#### [Exercise set]
- 1) Check each statement against the Masonia Traylor passage. Answer yes or no, and quote the words of the passage that decide it.
(a) Traylor first shared her story at Spelman College.
(b) For her CNN story, Traylor was coached on what to say.
(c) Journalists from CNN visited Traylor's non-profit leadership class.
- 2) Transcribe the stretch of the Masonia Traylor passage from "Masonia Traylor, a" through "on her life.".

#### [Page extract]
Masonia Traylor, a heterosexual Black woman and LGBTQ ally who has spoken on domestic and international stages about living with HIV for nearly 15 years, shared her experience of a journalist who irresponsibly reported her story and the lasting impact it had on her life.
“The first time I ever shared my story was at Spelman College, and The Atlanta Voice captured and published it,” Traylor said. “And then, other newspapers started contacting me. The second time was with CNN. I was very unprotected in that moment. I was not coached. I was not told what to say or how to say it. That story painted me as an irresponsible young woman, who had a child as a teenager, on Medicaid, and not practicing abstinence—basically, a welfare queen,” she said.
Traylor notes that it wasn’t until she had an opportunity as an undergraduate student at Georgia State University that she was able to make steps toward correcting the story when journalists from The Atlanta Journal-Constitution and CNN, including a then-new CNN editor, visited her non-profit leadership class.

#### [Extracted records]
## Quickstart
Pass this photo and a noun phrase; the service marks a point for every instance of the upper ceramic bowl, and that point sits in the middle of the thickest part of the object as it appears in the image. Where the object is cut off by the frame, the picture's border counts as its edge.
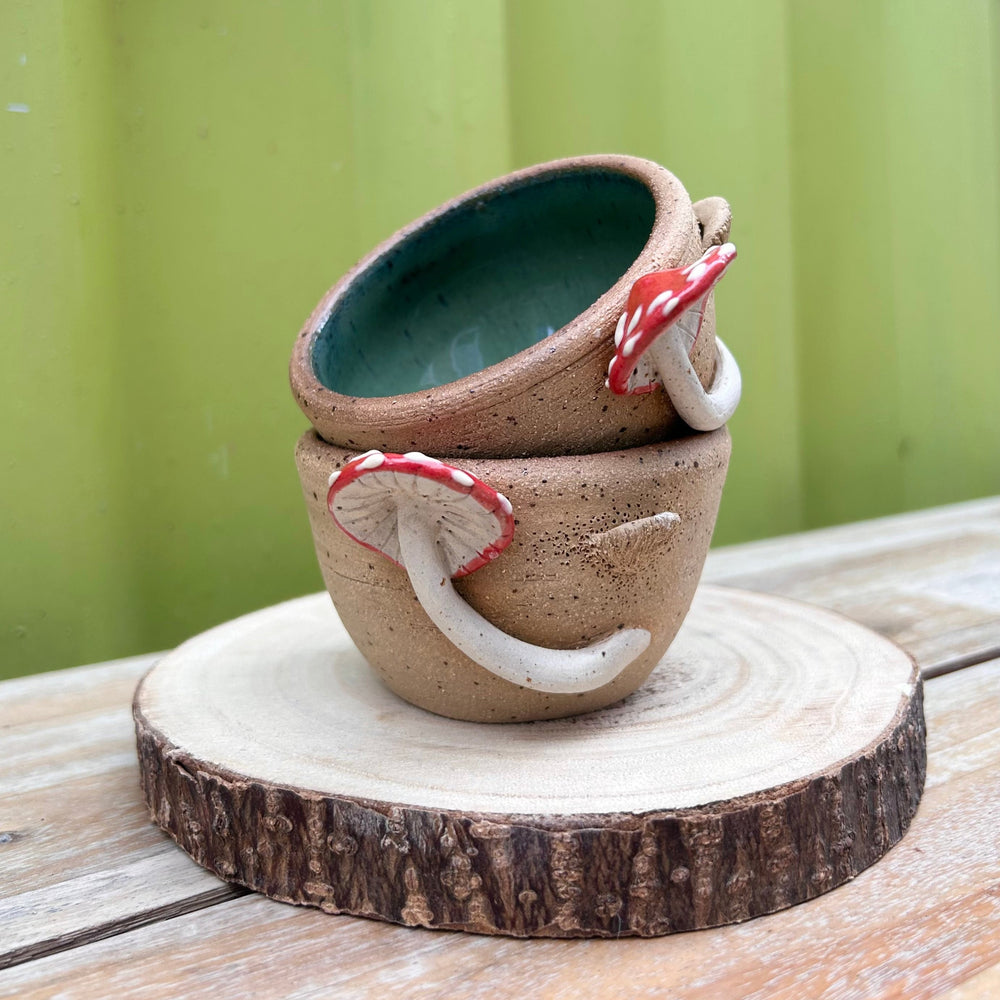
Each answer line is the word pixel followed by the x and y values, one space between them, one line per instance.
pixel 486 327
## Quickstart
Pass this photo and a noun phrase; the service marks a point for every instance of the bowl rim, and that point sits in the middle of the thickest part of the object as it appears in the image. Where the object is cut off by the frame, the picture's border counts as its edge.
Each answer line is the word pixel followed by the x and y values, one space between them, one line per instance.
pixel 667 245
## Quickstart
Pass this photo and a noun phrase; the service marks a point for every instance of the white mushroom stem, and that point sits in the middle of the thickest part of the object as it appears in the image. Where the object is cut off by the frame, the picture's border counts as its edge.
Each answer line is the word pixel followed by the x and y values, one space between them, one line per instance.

...

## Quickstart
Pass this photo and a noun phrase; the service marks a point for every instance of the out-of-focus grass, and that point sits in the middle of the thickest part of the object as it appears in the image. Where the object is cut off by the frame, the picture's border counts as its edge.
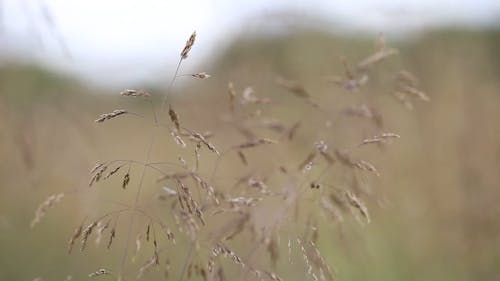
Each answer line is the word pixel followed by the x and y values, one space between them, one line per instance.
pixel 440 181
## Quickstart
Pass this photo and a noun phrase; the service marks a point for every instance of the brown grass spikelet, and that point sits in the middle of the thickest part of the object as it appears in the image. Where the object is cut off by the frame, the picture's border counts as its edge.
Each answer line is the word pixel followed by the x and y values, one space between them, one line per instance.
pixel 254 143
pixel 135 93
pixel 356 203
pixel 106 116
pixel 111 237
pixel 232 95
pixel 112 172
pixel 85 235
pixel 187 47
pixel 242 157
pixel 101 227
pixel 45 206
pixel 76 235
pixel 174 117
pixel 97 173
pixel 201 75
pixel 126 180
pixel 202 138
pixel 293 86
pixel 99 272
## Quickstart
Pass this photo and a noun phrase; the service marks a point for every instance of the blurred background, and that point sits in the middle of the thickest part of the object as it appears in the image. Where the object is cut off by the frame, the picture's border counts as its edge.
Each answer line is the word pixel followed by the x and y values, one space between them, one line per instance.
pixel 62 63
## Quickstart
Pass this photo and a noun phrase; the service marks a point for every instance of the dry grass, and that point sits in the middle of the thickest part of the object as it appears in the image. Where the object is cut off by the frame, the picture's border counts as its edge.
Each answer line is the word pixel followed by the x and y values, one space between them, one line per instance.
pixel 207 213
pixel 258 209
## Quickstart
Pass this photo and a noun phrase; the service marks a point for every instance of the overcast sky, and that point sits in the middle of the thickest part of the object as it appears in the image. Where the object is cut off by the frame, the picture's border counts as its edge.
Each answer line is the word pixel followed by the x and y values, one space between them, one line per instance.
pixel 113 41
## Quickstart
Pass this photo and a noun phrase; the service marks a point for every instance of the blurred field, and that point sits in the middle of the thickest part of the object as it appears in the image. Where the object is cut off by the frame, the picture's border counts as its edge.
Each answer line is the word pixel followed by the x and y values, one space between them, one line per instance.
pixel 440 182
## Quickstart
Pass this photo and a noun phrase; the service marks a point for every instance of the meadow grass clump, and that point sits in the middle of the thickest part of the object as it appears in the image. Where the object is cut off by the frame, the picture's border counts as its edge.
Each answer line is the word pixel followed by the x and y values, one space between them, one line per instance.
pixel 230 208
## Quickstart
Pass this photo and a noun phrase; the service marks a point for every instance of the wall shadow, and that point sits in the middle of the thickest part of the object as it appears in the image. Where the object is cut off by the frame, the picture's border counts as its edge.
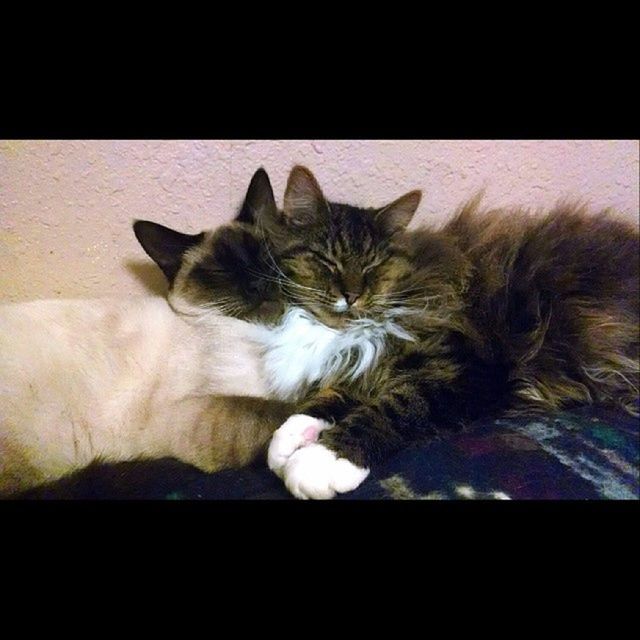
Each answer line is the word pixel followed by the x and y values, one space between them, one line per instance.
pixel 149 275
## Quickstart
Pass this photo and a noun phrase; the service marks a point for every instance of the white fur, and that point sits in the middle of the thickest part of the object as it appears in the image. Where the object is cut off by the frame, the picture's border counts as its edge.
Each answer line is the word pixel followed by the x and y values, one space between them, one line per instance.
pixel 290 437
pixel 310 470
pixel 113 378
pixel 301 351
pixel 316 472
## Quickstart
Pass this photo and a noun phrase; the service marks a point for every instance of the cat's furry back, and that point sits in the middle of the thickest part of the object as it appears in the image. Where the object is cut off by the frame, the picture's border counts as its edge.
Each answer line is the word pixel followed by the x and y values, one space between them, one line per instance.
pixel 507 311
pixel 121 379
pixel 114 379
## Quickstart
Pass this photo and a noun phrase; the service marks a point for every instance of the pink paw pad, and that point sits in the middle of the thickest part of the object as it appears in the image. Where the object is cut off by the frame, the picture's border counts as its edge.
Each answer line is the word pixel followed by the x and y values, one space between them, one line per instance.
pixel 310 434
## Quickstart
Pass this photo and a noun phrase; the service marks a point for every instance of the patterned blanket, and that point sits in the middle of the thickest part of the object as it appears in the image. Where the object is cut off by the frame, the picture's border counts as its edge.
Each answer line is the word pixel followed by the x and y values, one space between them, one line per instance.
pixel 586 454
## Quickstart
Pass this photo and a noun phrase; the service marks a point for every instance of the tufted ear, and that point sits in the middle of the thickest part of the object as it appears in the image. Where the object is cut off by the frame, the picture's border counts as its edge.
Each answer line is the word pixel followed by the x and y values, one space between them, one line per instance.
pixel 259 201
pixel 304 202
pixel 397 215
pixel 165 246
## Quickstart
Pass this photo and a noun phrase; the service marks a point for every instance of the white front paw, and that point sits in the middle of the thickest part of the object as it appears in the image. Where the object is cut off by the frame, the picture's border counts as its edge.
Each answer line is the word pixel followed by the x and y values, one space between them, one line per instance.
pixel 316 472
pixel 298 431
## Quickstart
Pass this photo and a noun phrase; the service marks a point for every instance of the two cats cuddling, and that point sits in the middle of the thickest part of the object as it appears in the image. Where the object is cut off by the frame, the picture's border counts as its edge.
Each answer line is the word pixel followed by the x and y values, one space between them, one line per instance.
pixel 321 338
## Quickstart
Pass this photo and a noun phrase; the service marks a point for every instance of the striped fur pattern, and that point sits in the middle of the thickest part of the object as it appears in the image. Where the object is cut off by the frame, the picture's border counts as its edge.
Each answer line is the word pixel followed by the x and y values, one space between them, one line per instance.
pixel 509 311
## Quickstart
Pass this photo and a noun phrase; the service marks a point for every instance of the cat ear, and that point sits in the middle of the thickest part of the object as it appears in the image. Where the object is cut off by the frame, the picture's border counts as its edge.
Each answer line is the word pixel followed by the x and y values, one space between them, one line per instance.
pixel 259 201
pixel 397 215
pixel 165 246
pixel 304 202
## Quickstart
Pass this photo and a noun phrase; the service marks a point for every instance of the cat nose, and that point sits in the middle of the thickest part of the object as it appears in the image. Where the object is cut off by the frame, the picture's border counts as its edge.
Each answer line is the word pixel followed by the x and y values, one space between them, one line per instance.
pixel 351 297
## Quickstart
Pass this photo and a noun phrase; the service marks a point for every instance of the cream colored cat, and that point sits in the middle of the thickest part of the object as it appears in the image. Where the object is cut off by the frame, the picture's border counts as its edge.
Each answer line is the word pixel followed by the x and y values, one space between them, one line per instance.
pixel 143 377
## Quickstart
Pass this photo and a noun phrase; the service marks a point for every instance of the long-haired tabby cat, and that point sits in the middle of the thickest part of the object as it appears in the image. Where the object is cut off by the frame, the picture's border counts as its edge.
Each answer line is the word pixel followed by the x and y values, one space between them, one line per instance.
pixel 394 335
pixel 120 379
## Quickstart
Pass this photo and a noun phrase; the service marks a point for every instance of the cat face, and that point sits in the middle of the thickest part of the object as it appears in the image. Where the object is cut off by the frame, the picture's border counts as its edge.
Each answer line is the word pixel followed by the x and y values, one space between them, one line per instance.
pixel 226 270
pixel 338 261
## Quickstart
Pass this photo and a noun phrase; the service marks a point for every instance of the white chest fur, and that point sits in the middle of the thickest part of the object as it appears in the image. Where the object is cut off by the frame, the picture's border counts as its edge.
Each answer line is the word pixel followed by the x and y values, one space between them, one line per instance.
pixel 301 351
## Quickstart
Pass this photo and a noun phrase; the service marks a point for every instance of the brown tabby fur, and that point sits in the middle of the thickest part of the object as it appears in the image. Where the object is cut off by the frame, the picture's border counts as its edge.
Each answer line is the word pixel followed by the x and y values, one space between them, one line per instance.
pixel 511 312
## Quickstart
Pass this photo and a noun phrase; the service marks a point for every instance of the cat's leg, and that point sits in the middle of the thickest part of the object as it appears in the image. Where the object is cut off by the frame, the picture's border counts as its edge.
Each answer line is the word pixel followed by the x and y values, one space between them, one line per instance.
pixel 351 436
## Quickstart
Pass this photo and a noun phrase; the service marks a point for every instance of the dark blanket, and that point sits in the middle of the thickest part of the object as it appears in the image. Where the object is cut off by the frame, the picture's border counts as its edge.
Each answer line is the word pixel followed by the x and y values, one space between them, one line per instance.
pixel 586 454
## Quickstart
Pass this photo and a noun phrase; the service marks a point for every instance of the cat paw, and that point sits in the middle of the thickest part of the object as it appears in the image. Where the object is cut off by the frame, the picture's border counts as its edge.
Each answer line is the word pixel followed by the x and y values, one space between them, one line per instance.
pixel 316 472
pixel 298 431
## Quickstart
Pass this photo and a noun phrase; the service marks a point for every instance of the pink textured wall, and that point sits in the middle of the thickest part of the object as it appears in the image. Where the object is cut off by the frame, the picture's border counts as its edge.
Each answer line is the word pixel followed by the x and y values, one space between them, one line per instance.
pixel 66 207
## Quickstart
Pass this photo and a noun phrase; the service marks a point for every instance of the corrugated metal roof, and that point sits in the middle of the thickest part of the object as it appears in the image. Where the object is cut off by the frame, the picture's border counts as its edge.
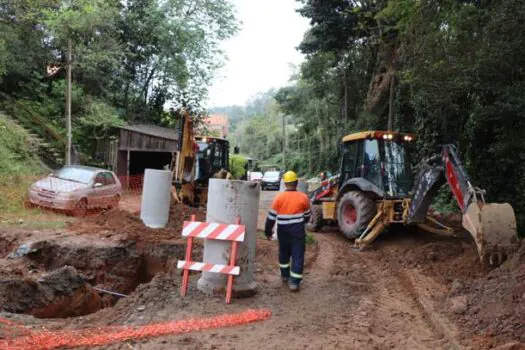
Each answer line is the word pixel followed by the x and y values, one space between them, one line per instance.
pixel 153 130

...

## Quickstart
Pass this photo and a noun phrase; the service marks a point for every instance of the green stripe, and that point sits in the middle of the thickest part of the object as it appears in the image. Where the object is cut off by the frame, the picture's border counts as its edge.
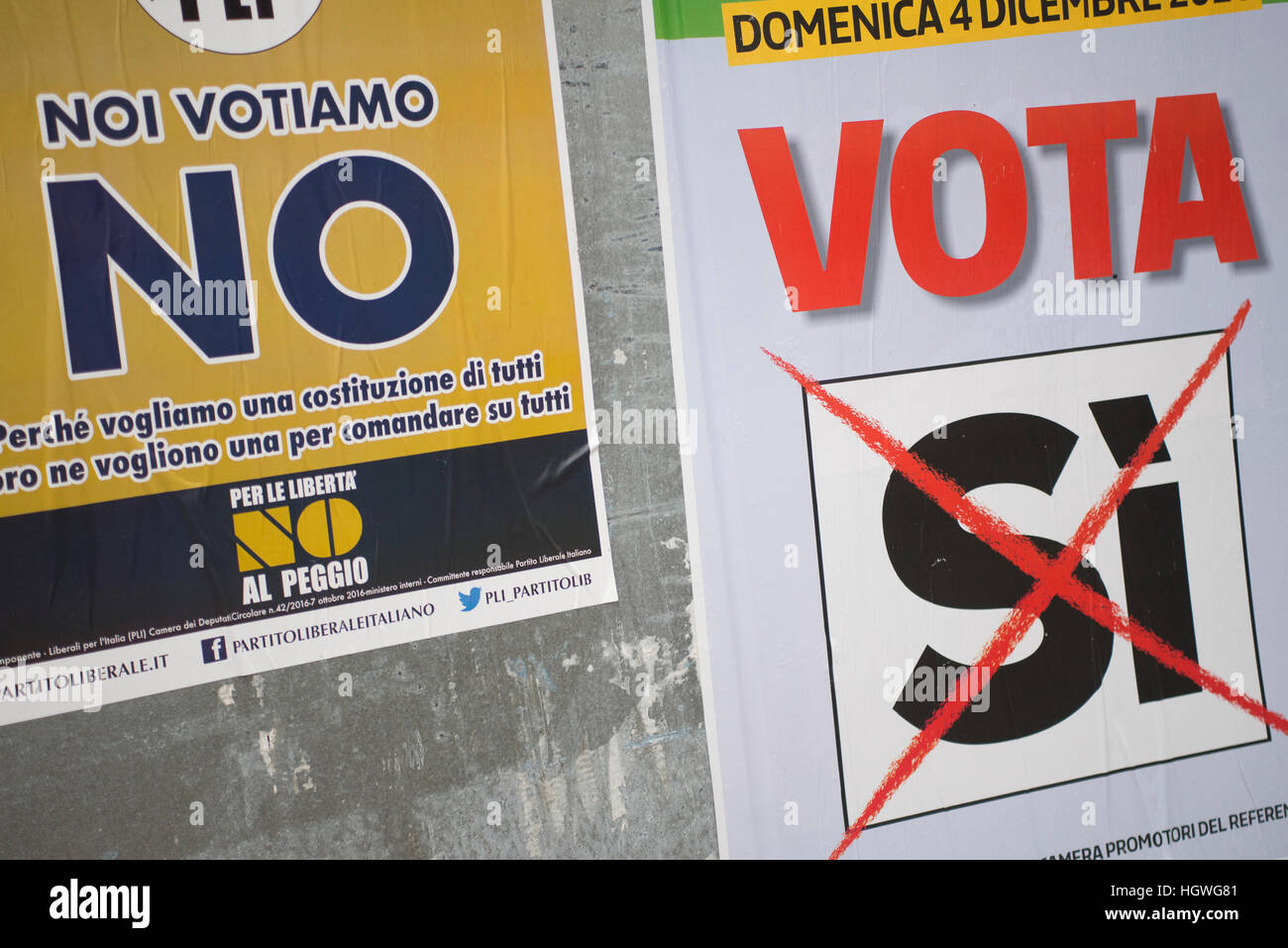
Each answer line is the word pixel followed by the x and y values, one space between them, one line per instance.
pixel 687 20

#### [Problem solutions]
- 1)
(a) Yes: "The first time I ever shared my story was at Spelman College"
(b) No: "I was not coached."
(c) Yes: "journalists from The Atlanta Journal-Constitution and CNN, including a then-new CNN editor, visited her non-profit leadership class"

- 2)
Masonia Traylor, a heterosexual Black woman and LGBTQ ally who has spoken on domestic and international stages about living with HIV for nearly 15 years, shared her experience of a journalist who irresponsibly reported her story and the lasting impact it had on her life.